* _REQUIRED WORK_
(1) Copy the part of the ABT thread that opens with the words containing "## chisoxjim (Aug" and closes with "your first go.", substituting "first try" for every "first go".
(2) According to the ABT thread, what brand of cocktail wieners went into the ABTs?
(3) Carry on the ABT thread from where it stops.

* _TEXT PROVIDED_
# 1st ABT's with q-view



## natureman (Aug 2, 2009)

First go with the ECB Gourmet, smoked a pizza fattie (seperate post) and ABT's (this post) I was pretty impressed with how the ECB held the heat, held at about 275* for about 4 hours with one full chimmney of briquets, a full water pan, and three chunks of mesquite (i like the smoky flavor) smoked the fattie and the ABT's for about 2 hours at about 275*...q-view!

no ingredient spread, not enough time, clean hands and click the pix...
used cream cheese, mexican blend cheese (already shredded sargento type), cocktail weiners-nathan's brand (i can't find litl smokies anywhere on Long Island-what gives?), bacon and jalapenos

mixed cream cheese with some of the cheese and a bit of some southwest seasoning. Piped into the jalapenos (i did the canoe style) using a baggie with the corner snipped off, worked like a charm...

smoked and done! i used skewers through the bacon and the wiener to secure the ABT

done after 2 hours, no leftovers! they were super yummy!

Thanks to everyone here, made my first attempt a success!


----------



## chisoxjim (Aug 2, 2009)

those look awesome,  nice first go of it.


----------



## fire it up (Aug 2, 2009)

Wow!  They look great, congrats on such a success for your first go.
Bet the Nathan's were great inside of them.

* _DATA LISTING_
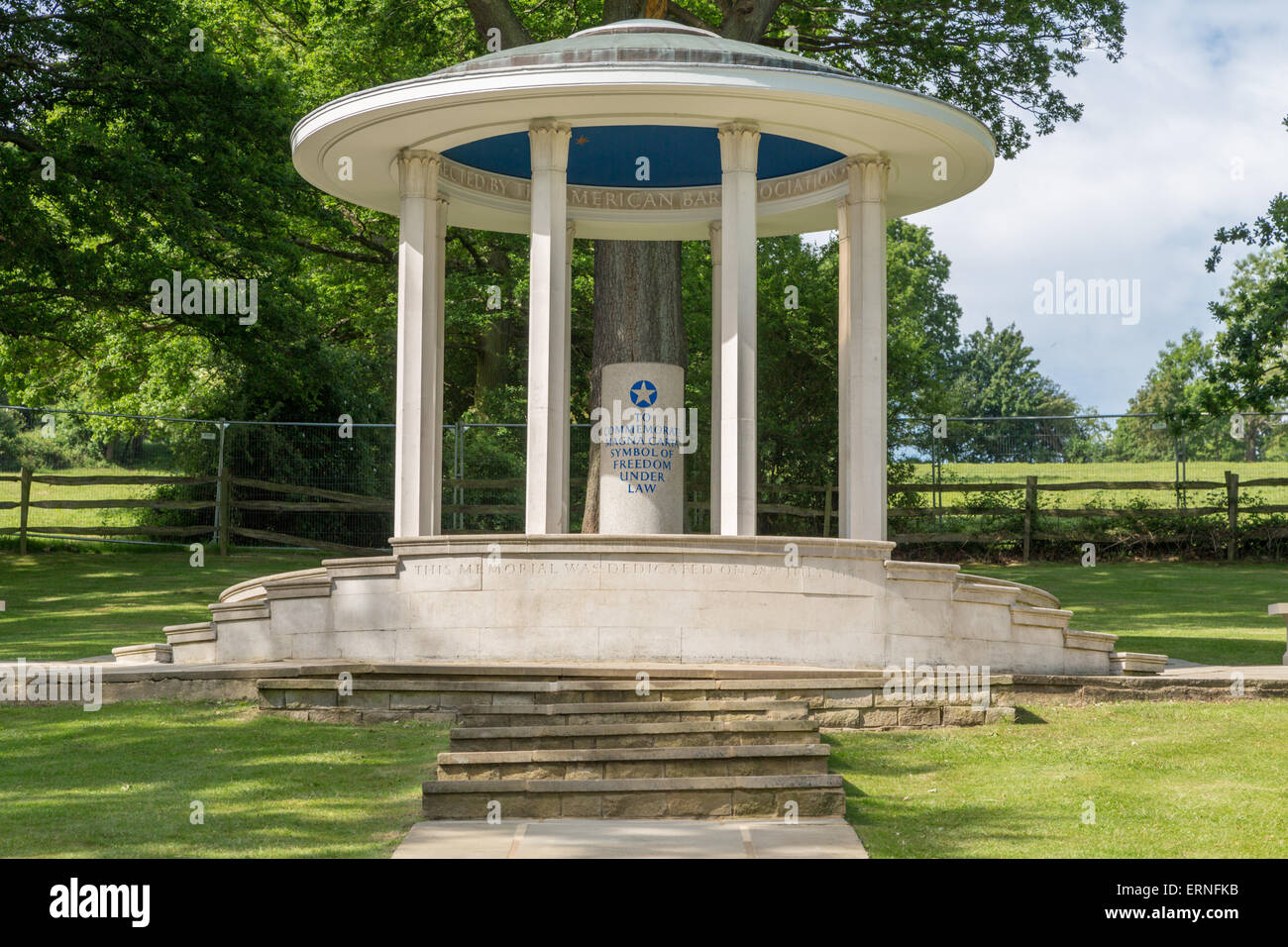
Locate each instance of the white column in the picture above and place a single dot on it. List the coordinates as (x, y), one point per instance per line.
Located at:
(548, 331)
(715, 376)
(862, 351)
(738, 150)
(419, 433)
(566, 386)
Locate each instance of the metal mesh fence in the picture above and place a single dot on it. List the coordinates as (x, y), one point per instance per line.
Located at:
(330, 486)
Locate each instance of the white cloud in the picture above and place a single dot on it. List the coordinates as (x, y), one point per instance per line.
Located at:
(1132, 191)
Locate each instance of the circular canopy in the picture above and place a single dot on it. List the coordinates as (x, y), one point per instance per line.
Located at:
(644, 99)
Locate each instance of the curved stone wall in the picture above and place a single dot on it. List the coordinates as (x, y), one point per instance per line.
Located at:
(690, 599)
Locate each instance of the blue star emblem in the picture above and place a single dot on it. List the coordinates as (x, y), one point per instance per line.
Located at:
(643, 393)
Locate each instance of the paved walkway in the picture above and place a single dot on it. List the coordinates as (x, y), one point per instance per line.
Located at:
(592, 838)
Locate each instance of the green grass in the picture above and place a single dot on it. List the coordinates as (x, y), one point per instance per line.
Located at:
(120, 783)
(1206, 612)
(47, 518)
(67, 604)
(1167, 781)
(1211, 471)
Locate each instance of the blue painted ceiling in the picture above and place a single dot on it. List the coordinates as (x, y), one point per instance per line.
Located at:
(606, 155)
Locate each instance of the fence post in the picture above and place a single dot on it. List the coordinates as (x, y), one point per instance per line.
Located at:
(827, 510)
(1232, 508)
(24, 500)
(224, 509)
(1030, 510)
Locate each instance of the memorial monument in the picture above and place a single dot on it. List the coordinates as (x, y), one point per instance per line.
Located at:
(739, 142)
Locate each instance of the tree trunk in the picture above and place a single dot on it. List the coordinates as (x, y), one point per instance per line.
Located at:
(639, 317)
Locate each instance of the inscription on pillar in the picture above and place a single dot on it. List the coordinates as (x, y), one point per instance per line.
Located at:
(643, 432)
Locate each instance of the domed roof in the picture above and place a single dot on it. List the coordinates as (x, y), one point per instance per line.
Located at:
(645, 43)
(643, 101)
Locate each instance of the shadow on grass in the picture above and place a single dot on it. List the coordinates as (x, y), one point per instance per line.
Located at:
(121, 783)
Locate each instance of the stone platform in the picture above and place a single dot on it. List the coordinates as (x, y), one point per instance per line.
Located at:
(571, 838)
(684, 599)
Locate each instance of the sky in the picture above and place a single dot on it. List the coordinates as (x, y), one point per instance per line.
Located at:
(1180, 137)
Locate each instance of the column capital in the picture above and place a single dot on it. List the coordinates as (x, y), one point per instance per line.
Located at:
(417, 172)
(549, 141)
(868, 175)
(738, 146)
(441, 205)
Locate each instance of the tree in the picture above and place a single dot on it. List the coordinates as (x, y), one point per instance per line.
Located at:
(1266, 231)
(1172, 393)
(999, 377)
(1248, 369)
(996, 59)
(172, 159)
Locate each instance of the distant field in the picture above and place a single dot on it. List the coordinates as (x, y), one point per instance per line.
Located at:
(1212, 471)
(11, 492)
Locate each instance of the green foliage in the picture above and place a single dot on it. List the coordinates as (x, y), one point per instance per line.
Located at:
(1266, 231)
(1249, 364)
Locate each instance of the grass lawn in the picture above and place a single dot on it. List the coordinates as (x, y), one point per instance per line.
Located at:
(47, 518)
(1210, 612)
(119, 783)
(1211, 471)
(65, 604)
(1167, 780)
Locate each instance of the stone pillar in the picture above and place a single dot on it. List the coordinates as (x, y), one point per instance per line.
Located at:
(862, 351)
(738, 153)
(548, 331)
(566, 386)
(642, 449)
(419, 433)
(715, 376)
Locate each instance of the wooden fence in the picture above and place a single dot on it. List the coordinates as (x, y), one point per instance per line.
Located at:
(320, 500)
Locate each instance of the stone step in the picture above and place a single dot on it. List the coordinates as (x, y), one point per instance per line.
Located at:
(669, 797)
(623, 711)
(643, 763)
(634, 735)
(446, 690)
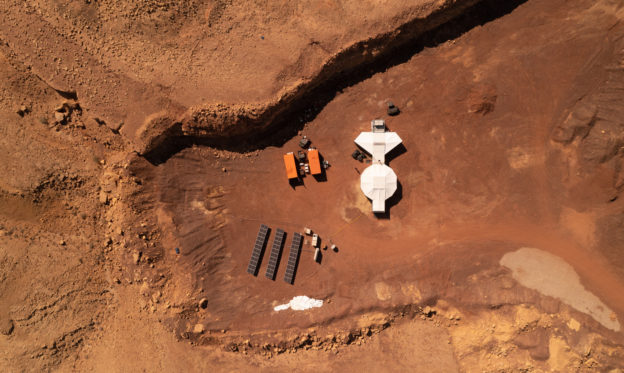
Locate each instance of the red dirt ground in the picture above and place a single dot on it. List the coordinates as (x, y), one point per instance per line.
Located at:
(512, 138)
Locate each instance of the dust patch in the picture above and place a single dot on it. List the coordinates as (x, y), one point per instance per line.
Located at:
(552, 276)
(356, 204)
(519, 158)
(383, 291)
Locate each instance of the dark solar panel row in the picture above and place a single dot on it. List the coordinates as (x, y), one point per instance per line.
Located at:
(252, 268)
(293, 257)
(276, 250)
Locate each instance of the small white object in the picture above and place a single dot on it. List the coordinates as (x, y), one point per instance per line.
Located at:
(300, 303)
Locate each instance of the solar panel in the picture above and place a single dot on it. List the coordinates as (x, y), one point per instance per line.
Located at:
(256, 254)
(293, 258)
(276, 251)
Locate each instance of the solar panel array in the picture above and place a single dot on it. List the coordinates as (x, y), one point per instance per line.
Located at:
(276, 250)
(293, 256)
(252, 268)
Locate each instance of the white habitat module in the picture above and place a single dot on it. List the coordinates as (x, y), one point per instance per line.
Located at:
(378, 181)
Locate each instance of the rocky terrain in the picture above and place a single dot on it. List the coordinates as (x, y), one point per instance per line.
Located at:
(141, 149)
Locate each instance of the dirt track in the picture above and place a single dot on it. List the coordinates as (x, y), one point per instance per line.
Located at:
(510, 120)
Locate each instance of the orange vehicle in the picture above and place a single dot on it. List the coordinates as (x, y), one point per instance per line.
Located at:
(291, 166)
(315, 162)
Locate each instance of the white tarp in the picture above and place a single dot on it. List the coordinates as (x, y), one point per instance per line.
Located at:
(378, 182)
(378, 144)
(300, 303)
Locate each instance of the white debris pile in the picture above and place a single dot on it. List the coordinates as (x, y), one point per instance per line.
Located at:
(299, 303)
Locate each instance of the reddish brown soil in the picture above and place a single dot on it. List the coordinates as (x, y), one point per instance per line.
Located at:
(512, 138)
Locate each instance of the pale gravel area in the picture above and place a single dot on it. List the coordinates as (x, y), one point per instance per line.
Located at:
(299, 303)
(552, 276)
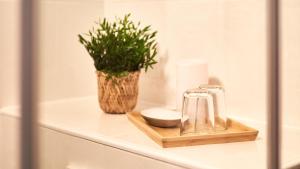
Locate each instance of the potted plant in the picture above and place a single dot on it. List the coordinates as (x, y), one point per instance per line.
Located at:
(120, 49)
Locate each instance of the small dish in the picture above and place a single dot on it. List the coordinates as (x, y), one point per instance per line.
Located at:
(160, 117)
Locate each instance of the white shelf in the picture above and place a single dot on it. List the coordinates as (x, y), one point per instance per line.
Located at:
(82, 118)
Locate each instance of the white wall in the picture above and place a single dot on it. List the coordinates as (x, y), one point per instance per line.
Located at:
(229, 34)
(9, 47)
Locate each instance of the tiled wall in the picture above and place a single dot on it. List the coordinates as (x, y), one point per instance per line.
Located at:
(229, 34)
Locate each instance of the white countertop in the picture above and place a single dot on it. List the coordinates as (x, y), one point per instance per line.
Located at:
(82, 118)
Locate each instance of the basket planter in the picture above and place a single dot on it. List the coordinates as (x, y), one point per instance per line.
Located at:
(118, 94)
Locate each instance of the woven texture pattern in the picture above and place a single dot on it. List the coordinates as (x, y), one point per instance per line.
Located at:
(118, 95)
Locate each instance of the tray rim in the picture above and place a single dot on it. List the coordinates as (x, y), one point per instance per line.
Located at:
(161, 140)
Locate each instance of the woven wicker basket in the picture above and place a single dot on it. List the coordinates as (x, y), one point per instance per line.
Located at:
(118, 95)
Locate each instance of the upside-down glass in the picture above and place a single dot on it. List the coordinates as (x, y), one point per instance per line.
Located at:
(197, 112)
(218, 94)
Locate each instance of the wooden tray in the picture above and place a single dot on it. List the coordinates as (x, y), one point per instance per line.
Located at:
(170, 137)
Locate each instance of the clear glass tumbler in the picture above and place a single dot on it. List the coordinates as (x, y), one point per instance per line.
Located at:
(218, 94)
(197, 112)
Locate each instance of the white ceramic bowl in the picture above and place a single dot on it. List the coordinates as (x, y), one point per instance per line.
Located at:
(160, 117)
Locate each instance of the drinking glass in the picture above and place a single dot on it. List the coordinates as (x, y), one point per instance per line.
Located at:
(218, 94)
(197, 112)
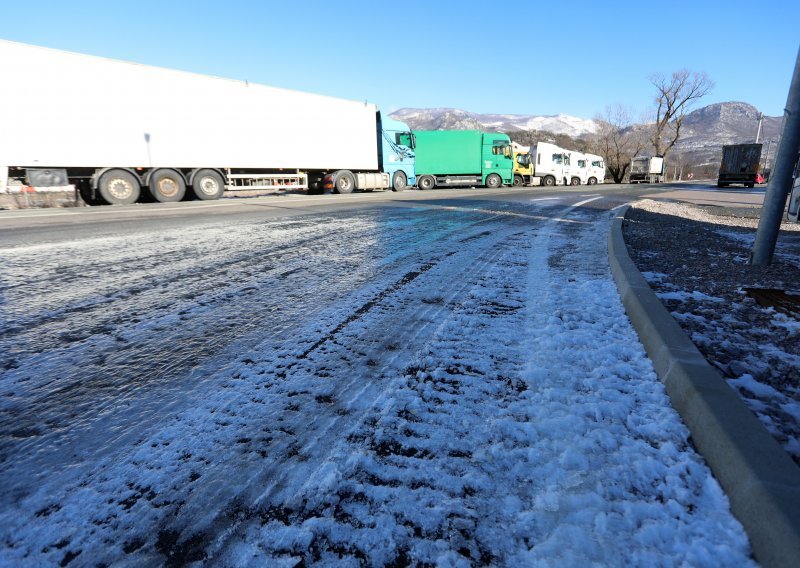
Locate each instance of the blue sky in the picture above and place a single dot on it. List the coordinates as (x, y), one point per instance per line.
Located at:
(524, 57)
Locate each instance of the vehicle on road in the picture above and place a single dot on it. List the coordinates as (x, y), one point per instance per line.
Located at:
(119, 131)
(597, 169)
(542, 164)
(579, 172)
(647, 169)
(447, 158)
(740, 165)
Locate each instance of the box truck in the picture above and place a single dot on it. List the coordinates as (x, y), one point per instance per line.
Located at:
(544, 164)
(117, 129)
(580, 168)
(462, 157)
(740, 164)
(647, 169)
(597, 169)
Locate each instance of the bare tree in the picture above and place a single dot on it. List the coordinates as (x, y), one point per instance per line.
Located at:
(617, 140)
(675, 96)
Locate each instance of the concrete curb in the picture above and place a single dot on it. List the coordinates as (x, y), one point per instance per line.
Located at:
(759, 478)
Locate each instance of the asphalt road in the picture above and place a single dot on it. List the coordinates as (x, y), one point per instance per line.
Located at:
(172, 374)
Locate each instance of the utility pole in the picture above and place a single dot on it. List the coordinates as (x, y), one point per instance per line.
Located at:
(760, 120)
(780, 179)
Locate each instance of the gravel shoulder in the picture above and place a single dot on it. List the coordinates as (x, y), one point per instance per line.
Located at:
(696, 260)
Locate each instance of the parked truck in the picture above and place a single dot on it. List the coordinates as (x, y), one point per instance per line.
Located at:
(597, 169)
(740, 164)
(118, 130)
(647, 169)
(579, 173)
(543, 164)
(446, 158)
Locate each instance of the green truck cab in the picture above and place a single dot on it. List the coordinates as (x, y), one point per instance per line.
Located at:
(447, 158)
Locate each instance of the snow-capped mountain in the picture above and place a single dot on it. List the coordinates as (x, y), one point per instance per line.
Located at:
(703, 133)
(726, 123)
(457, 119)
(707, 129)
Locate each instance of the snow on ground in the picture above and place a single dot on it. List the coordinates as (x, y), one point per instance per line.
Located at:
(701, 278)
(474, 397)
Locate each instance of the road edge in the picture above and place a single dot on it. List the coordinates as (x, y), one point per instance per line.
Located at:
(760, 479)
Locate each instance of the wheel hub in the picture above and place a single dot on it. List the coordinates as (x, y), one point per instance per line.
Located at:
(120, 188)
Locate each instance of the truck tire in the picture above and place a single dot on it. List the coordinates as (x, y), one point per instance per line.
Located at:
(344, 182)
(426, 182)
(119, 187)
(399, 181)
(207, 185)
(167, 186)
(493, 181)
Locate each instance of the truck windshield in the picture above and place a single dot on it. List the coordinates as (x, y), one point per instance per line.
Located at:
(404, 139)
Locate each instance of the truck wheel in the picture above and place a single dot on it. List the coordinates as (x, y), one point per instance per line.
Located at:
(118, 187)
(207, 184)
(426, 182)
(493, 181)
(399, 181)
(167, 186)
(344, 182)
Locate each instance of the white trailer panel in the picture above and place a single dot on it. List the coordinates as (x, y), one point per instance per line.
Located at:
(62, 109)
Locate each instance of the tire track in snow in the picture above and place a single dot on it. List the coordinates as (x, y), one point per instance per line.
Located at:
(158, 489)
(554, 446)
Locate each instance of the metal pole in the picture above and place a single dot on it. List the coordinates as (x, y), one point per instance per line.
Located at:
(780, 180)
(758, 132)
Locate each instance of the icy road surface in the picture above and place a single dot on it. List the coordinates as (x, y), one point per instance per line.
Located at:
(452, 384)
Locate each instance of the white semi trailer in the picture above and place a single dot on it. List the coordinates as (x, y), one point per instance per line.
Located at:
(647, 169)
(116, 129)
(597, 169)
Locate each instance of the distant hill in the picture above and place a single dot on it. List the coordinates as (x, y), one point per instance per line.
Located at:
(457, 119)
(704, 131)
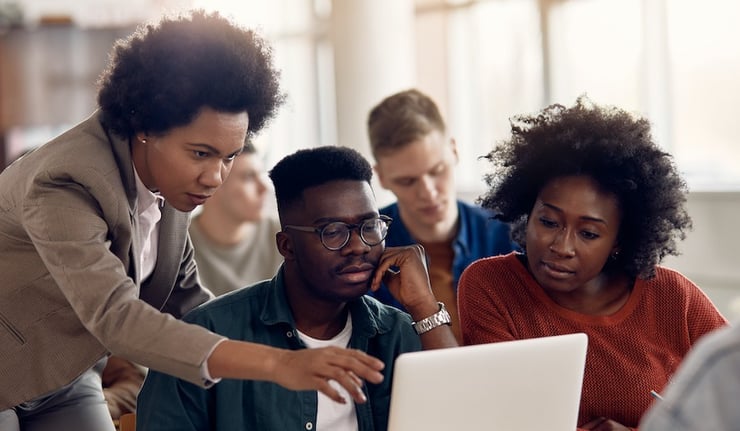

* _ANSWERS_
(1)
## chisoxjim (Aug 2, 2009)

those look awesome,  nice first try of it.


----------



## fire it up (Aug 2, 2009)

Wow!  They look great, congrats on such a success for your first try.

(2) Nathan's.

(3)
----------



## beer-b-q (Aug 2, 2009)

They look great, got me wanting to make some now.  I guess tomorrow will have to do...


----------



## bigsteve (Aug 3, 2009)




----------



## shooterrick (Aug 3, 2009)

Looks great man.  Good Job!  Points to ya.


----------



## cajunsmoke13 (Aug 3, 2009)

Those ABT's look awesome.  Nice job


----------



## mballi3011 (Aug 3, 2009)

Looks good Natureman I like the skrewers nice idea.


----------



## irishteabear (Aug 4, 2009)

Nice! 
	

	
	
		
		



		
		
	


	





 Good job on your first abt's.


----------



## planeguy (Aug 4, 2009)

Looks good my friend. Where on Long Island are you?


----------



## natureman (Aug 4, 2009)

not to far from you! i'm in Islip Terrace...how is momma lombardi's market? been meaning to get there and  see what they got...

thanks for all the kudos!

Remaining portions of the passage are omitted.